-- start MATERIAL SHOWN --
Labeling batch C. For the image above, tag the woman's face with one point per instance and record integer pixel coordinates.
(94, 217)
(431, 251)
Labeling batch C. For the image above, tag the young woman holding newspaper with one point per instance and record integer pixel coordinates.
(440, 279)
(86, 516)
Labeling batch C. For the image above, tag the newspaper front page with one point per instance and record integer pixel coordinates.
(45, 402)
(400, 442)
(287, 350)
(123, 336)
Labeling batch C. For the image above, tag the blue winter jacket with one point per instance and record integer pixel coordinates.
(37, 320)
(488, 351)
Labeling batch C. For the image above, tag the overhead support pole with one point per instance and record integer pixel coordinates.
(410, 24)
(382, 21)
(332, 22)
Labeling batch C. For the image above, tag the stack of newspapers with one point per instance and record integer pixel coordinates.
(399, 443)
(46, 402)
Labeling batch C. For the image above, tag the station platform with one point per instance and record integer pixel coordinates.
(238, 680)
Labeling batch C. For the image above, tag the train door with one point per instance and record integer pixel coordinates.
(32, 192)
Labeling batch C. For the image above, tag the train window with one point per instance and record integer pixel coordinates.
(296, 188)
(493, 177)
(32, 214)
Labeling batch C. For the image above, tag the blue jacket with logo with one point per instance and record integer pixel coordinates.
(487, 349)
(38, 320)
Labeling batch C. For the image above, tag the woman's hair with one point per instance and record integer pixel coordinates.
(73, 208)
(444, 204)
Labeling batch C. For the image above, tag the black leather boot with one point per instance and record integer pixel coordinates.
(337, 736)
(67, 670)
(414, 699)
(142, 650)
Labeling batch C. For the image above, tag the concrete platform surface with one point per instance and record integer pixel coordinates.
-- end MATERIAL SHOWN --
> [EXERCISE INSTRUCTIONS] Swap "batch C" for "batch D" throughout the records above and write all of them out again with nothing else altered.

> [TASK RESULT]
Labeling batch D. For the image above, tag the woman's face with one point per instance and record integer pixel coordinates.
(94, 217)
(431, 251)
Labeling batch D. For the image above, tag the young woman holding newspaper with one point per instance and record integer pixel coordinates.
(440, 279)
(86, 516)
Labeling batch D. For the image above, tag the newspaper front page with one point per instance and record integer pixel coordinates.
(45, 402)
(400, 442)
(287, 350)
(123, 336)
Labeling batch D. For the image above, tag the blue winter jacket with one point per instance and record integer pixel coordinates.
(37, 320)
(488, 351)
Labeling batch D. For the image above, tag the overhead support pole with one point per instance and record integer pixel coordinates.
(410, 24)
(382, 21)
(332, 22)
Labeling batch D. For the image above, tag the stack of newspapers with one point per instance and record integer pixel coordinates.
(399, 443)
(46, 402)
Labeling batch D. For the image above, tag the station platform with one point per instance and record integer pixel coordinates.
(238, 680)
Labeling batch D. For the image above, tag the train door with one point per instance and record integer pixel coordinates.
(32, 192)
Labeling batch D. For the image above, tag the train window with one point per instance and record integer pixel coordinates.
(296, 188)
(493, 177)
(32, 214)
Labeling batch D. For the image above, tag the blue jacket with logo with one point per instance and record integer pixel coordinates.
(487, 349)
(38, 320)
Labeling batch D. For the image above, tag the woman's hair with one point per instance and record integer pixel coordinates.
(73, 208)
(444, 204)
Labeling batch D. For the image above, tag the black leather boot with one point per instance and record integer pixel coordinates.
(337, 736)
(67, 670)
(414, 699)
(142, 650)
Labeling batch D. For the image above, tag the concrete platform surface with one point per instance and record integer pixel coordinates.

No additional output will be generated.